*TASK DESCRIPTION*
Scan the entries and copy each line where the word "parked" is present.

Referring expression data:
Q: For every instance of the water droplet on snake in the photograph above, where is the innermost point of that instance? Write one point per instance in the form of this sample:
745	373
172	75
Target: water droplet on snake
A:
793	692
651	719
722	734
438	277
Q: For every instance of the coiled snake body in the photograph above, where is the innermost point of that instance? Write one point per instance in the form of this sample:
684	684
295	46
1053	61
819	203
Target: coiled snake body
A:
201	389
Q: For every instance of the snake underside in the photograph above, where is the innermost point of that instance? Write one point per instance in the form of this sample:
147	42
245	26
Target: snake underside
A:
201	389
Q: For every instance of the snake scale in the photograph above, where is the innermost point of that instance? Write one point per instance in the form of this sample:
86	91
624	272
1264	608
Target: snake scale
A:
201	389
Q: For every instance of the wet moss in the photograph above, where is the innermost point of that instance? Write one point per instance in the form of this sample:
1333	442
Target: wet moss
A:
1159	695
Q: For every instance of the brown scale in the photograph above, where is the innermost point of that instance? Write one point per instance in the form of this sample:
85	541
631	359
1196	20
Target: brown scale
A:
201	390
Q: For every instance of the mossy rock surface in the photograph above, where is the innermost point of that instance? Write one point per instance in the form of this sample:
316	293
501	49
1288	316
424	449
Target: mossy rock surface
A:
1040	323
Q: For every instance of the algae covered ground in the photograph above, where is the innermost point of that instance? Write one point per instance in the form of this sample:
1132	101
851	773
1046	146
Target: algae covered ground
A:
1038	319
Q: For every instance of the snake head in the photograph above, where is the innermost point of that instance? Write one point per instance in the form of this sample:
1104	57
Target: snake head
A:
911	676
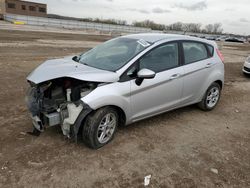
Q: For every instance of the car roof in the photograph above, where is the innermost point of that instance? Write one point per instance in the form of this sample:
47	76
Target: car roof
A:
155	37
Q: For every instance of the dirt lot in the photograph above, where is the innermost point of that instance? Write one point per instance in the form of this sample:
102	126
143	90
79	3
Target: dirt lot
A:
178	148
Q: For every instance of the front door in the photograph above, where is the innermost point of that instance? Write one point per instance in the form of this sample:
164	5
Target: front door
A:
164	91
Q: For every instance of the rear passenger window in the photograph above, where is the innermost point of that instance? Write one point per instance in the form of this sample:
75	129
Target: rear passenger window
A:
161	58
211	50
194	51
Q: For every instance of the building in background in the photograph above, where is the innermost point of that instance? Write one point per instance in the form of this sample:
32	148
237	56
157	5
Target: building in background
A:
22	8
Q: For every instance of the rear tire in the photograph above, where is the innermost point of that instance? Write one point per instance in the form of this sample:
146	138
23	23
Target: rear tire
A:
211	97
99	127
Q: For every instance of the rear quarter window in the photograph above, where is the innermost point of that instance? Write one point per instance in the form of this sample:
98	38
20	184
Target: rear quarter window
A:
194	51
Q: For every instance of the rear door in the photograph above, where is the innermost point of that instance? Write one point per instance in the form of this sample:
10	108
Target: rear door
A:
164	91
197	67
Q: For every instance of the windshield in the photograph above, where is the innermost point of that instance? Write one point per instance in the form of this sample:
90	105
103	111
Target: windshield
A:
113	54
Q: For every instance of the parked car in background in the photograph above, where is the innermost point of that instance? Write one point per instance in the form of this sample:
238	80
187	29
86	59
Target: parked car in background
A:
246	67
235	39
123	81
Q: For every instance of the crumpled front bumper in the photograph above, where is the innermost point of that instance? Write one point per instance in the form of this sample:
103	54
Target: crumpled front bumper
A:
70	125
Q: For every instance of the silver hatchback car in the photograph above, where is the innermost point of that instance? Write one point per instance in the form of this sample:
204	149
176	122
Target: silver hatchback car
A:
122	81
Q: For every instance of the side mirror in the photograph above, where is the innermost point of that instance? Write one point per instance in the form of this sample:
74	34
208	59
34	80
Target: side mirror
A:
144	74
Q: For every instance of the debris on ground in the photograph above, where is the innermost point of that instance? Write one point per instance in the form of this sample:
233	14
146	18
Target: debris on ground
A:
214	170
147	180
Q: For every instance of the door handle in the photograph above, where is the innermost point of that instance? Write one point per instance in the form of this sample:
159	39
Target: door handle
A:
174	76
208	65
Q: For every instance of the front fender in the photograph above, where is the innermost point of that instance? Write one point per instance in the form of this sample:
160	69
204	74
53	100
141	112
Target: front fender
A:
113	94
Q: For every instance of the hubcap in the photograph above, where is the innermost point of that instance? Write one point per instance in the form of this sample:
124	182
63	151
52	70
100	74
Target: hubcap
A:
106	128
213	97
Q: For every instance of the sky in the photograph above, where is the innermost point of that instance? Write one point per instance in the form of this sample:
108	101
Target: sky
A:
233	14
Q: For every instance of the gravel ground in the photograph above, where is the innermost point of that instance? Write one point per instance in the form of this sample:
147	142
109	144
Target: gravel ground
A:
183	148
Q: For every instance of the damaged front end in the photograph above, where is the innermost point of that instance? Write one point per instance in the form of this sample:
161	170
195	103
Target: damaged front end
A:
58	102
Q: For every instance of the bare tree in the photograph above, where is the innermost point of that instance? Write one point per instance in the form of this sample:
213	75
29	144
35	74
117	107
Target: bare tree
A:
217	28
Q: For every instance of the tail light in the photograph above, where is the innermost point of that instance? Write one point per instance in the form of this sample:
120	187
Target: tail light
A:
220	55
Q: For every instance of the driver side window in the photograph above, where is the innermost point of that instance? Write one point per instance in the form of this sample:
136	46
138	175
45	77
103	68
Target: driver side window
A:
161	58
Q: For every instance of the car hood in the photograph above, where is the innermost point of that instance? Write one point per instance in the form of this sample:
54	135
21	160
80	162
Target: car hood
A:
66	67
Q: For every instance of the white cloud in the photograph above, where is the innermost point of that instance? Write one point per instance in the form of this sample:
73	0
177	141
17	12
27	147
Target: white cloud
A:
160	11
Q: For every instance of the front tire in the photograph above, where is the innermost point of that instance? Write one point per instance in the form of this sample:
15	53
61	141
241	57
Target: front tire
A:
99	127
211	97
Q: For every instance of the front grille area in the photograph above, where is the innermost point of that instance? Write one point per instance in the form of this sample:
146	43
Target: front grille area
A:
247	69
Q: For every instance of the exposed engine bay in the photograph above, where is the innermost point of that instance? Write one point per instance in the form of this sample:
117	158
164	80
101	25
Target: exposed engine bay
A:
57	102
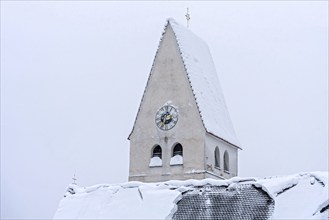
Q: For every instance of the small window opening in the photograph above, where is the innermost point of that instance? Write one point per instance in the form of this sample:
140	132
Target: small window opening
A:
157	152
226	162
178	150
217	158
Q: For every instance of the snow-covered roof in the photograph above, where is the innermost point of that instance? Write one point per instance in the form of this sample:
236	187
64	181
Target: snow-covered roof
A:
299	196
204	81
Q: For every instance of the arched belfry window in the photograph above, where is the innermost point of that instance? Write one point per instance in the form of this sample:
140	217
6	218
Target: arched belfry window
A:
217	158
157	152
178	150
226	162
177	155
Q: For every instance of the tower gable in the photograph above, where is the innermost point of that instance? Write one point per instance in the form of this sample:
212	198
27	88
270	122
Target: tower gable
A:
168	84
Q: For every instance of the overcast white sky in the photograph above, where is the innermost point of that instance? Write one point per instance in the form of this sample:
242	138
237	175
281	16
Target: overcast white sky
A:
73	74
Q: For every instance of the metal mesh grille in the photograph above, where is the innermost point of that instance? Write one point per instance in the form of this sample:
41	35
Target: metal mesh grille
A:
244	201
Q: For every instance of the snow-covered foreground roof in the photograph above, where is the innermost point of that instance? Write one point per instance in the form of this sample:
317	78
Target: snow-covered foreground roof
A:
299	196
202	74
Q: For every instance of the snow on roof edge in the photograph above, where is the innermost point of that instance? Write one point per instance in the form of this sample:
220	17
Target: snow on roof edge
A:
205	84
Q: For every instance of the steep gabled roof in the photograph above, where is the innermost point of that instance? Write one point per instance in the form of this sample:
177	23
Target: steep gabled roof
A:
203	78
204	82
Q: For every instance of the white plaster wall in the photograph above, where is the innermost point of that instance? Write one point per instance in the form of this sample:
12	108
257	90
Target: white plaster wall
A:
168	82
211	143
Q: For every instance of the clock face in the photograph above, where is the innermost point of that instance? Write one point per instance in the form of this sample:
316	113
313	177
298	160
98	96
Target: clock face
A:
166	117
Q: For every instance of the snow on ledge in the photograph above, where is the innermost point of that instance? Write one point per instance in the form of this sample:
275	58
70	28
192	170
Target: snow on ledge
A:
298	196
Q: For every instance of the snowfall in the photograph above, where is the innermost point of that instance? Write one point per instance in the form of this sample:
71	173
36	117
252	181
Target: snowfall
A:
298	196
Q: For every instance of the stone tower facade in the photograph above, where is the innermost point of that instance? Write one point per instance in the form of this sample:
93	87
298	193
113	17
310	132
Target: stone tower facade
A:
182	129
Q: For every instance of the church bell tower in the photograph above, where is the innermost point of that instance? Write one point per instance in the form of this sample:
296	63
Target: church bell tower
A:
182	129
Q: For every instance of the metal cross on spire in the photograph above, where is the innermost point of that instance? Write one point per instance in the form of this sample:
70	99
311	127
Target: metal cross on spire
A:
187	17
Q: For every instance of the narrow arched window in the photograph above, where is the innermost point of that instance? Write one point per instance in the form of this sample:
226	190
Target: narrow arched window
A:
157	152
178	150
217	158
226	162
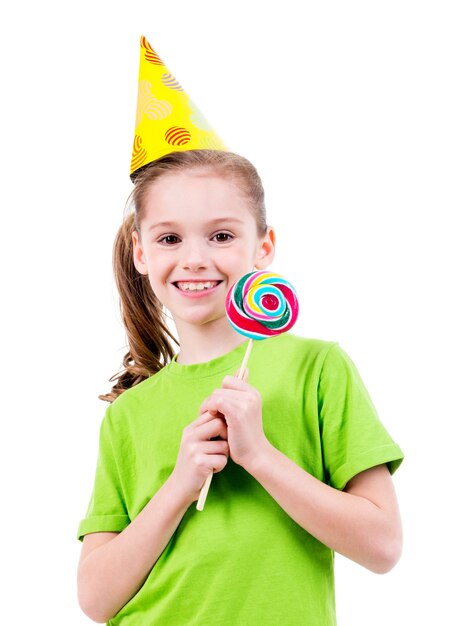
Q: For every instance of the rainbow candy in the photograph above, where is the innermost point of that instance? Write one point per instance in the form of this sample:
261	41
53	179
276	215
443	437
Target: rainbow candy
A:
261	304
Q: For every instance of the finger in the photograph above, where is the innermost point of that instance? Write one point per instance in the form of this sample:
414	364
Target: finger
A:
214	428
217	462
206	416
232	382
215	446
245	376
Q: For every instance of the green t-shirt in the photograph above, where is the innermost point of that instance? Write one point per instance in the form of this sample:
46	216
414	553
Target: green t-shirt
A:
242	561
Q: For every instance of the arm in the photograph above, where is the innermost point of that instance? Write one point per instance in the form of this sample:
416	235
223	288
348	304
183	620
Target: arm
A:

*EXERCISE SOLUTION*
Q: For every instance of the parked car in background in the photograph above, where is the innermost point of that instance? Write one point per instance in the form of this sample:
Target: parked car in background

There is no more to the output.